When the line containing "273 118 L 212" is found in the data below, give it again along with every later line, exactly; drop the pictures.

------ Data to examine ------

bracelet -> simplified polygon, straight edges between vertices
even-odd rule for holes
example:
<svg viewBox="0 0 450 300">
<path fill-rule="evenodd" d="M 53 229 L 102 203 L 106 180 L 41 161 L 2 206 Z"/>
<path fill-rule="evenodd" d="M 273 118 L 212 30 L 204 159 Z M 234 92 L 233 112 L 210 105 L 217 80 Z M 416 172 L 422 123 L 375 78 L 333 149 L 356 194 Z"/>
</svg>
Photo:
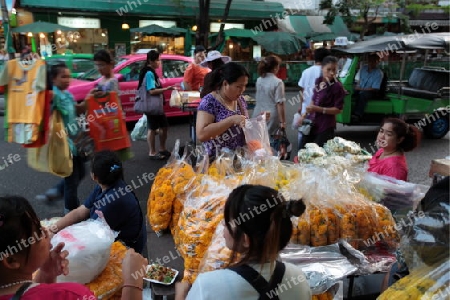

------

# Answer below
<path fill-rule="evenodd" d="M 273 118 L 212 30 L 204 159 Z M 234 92 L 233 112 L 210 105 L 217 80 Z M 416 172 L 422 123 L 375 78 L 333 149 L 356 194 Z"/>
</svg>
Photo:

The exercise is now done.